Text provided Block Start
Assessment and Evaluation


Educational Measurement


Interpreting student learning

Principal Metaphors

The word “evaluation” is derived from Old French, é + value, “out + worth = appraise.” The notion was first used in commerce and later picked up as a metaphor by educators. That is, assigning a mark was originally understood as analogous to determining the worth of a product. In a similar vein, the word “assessment” is derived from the Medieval Latin assessare, “set a tax upon,” and so it originally had almost the same meaning as evaluation. As it turns out, almost all of the terms associated with formal review of student learning are anchored to this emphasis. Others include:
  • Grading – adapted from the practice of ranking manufactured goods according to quality (i.e., how well they meet pre-defined standards). It is derived from the Middle English gree, “step or degree in a series,” which traces back to the Latin gradus, “step.”
  • Scoring – similar in meaning to grading within both education and business, it derives from the act of making notches or incisions (i.e., to signal different levels of quality). It traces back to the Proto-Germanic skura, “to cut,” which is also the root of scar and shear.
  • Marking – adapted from the practice of placing prices on items for sale. The word traces back to and across a range of European languages, originally referring to specifying borders and indicating margins.
This cluster of associations dominates conceptions and practices of assessment in contemporary schools – but it’s important to recognize that it doesn’t stand alone. Rather, this cluster is part of a grander flock of associations in which knowledge is characterized, metaphorically, as an objectively real thing. A small piece of a cascade of associations and entailments is:
  • Knowledge is a thing
  • Learning is acquiring that thing
  • Assessment and evaluation are about determining/assigning worth (of/to that thing).
Again, the above points to the core of the currently dominant cluster of associations that frame assessment. Here are some other flocks of association that might lead to other attitudes toward assessment:

Knowledge is a fluid → Learning is soaking up the fluid → Assessment is a measure of the learner’s capacity (to hold that fluid).

Knowledge is out there → Learning is internalizing → Assessment rates the accuracy of internalized representations.

Knowledge is a goal → Learning is progressing toward (and ultimately attaining) that goal → Assessment tracks achieved goals and progress toward other goals.

Knowledge is organism’s repertoire of behavior → Learning is change in behavior due to environmental influences → Assessment measures the effectiveness of rewards/punishments.
Text provided Block End
Supplied records Block Start
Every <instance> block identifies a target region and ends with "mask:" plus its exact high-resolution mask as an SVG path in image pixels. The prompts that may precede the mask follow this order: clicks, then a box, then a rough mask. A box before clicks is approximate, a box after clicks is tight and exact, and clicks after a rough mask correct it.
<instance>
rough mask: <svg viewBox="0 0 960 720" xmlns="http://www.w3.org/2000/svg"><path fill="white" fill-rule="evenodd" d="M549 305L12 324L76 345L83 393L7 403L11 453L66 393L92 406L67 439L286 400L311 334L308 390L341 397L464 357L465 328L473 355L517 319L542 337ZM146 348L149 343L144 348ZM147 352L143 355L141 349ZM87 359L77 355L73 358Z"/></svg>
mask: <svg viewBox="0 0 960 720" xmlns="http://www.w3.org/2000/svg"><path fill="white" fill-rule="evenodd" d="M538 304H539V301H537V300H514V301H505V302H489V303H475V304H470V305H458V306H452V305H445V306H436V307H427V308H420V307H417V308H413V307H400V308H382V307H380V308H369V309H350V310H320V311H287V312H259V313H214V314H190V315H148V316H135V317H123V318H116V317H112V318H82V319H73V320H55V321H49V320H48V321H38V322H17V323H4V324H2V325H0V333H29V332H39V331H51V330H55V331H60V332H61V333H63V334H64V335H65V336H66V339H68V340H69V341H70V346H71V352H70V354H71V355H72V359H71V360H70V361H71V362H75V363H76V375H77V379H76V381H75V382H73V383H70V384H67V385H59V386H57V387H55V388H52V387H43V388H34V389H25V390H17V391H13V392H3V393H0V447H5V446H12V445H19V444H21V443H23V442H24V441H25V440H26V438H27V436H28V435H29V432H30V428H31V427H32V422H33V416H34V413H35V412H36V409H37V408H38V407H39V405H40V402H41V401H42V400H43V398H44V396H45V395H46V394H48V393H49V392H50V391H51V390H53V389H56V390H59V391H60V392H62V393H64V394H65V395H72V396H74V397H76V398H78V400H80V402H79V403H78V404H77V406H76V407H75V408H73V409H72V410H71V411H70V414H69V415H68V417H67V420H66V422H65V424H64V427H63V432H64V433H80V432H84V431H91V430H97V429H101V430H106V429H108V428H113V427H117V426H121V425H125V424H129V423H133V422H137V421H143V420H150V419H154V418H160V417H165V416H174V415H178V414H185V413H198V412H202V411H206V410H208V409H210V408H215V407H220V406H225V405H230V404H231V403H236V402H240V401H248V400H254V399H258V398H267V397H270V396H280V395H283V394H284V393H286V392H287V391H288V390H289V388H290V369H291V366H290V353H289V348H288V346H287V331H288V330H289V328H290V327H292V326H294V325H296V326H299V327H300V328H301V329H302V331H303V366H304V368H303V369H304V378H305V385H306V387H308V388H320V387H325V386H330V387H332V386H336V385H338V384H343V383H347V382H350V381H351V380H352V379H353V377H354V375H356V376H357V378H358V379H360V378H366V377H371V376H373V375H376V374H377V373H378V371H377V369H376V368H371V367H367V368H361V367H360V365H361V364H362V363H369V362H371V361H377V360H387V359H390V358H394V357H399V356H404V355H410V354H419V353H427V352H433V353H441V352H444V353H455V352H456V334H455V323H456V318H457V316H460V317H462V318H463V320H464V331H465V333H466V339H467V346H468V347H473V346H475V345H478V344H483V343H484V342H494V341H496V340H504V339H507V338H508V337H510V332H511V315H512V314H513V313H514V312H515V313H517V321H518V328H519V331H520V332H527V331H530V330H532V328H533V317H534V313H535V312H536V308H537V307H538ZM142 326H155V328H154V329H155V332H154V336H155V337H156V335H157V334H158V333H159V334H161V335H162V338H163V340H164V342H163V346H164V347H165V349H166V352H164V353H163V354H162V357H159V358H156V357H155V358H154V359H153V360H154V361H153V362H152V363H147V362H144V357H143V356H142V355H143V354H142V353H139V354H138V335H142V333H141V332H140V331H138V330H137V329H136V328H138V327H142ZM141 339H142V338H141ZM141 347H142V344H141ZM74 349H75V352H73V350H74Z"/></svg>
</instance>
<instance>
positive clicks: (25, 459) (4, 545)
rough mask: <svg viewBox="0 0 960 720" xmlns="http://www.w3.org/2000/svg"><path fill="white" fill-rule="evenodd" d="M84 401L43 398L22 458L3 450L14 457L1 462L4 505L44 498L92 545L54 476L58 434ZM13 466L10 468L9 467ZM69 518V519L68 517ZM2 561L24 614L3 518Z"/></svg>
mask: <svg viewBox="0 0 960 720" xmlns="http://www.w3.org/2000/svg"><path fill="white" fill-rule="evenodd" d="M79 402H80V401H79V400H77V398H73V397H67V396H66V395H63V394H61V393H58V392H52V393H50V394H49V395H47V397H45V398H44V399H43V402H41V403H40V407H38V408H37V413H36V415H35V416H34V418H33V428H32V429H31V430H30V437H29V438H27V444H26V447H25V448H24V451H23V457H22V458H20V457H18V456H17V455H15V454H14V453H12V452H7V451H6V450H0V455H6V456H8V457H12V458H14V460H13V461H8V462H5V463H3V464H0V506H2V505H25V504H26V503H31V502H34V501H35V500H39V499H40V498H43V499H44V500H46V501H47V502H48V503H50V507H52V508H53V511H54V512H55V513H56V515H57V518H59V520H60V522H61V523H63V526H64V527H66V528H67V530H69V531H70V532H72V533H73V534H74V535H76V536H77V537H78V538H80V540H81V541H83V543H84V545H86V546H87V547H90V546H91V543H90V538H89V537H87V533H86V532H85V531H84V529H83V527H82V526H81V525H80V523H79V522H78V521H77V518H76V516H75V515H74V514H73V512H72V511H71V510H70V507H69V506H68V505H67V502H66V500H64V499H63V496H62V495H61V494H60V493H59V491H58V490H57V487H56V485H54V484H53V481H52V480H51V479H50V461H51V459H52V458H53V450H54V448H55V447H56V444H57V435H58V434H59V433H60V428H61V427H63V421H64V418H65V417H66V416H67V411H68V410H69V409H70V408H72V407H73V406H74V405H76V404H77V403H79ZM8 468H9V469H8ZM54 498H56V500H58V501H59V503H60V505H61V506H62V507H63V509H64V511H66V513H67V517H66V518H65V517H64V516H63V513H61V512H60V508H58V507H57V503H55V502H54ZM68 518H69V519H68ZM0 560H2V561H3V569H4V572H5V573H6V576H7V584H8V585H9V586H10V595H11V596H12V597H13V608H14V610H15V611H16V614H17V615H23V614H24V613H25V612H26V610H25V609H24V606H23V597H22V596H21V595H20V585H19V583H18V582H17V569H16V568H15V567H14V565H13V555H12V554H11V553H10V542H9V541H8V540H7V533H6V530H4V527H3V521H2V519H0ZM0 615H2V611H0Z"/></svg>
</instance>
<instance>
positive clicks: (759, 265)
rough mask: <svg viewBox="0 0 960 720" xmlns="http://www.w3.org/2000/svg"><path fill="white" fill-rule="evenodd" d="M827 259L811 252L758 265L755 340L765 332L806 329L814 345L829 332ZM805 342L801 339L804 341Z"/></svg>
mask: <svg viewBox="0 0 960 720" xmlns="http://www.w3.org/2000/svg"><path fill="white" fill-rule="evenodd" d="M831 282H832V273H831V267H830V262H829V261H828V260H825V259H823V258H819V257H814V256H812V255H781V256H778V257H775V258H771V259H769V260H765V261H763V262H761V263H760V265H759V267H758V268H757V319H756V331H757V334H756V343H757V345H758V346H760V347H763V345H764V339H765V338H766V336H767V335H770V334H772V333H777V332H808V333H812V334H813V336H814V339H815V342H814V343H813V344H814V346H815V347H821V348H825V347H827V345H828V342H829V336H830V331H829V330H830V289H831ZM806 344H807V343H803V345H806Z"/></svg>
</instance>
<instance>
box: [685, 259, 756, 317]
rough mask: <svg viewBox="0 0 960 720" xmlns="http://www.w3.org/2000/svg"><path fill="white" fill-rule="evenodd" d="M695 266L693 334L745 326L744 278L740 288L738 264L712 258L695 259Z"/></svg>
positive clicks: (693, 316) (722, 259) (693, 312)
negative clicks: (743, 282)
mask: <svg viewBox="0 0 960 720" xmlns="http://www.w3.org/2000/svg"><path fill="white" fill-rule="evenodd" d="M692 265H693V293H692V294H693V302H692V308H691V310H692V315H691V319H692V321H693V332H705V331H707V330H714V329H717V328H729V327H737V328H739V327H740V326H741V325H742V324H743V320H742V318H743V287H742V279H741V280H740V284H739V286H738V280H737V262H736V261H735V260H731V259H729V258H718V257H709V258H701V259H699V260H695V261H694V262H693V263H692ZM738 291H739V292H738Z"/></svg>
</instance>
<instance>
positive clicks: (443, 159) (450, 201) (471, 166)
Supplied records Block End
Directions:
Put this sentence from the text on assessment and evaluation into Spanish: "The notion was first used in commerce and later picked up as a metaphor by educators."

Expected output:
La noción se usó primero en el comercio y más tarde los educadores la adoptaron como metáfora.